╔══

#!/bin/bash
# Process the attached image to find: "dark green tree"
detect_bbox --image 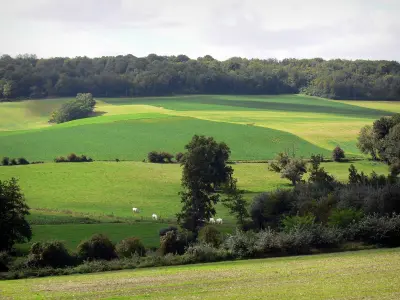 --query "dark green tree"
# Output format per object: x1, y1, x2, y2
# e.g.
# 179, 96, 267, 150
222, 179, 249, 226
0, 178, 32, 251
269, 153, 307, 185
177, 135, 233, 232
357, 125, 378, 160
332, 146, 346, 161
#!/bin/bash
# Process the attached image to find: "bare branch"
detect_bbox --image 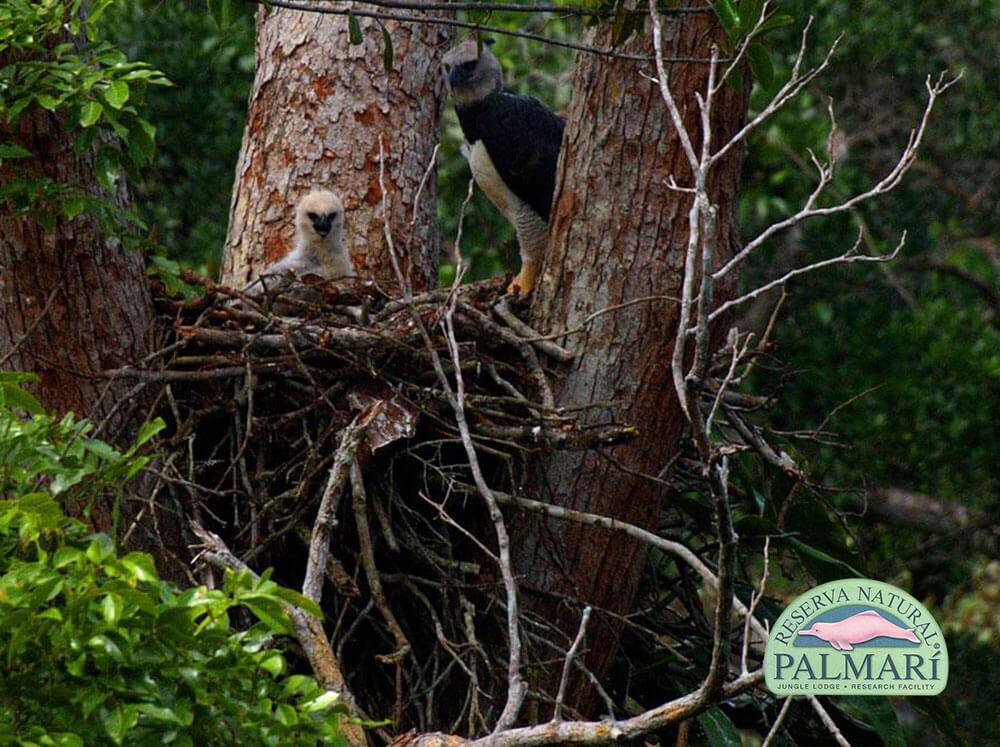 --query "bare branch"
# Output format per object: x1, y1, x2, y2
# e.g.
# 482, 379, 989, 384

╚══

**Exercise objective:**
Pull out each line of the records that contains the string "find" and copy those lines in full.

**Solution for this problem:**
# Process the attached image to find: "dark green tree"
# Process the attached image to find: "bare branch"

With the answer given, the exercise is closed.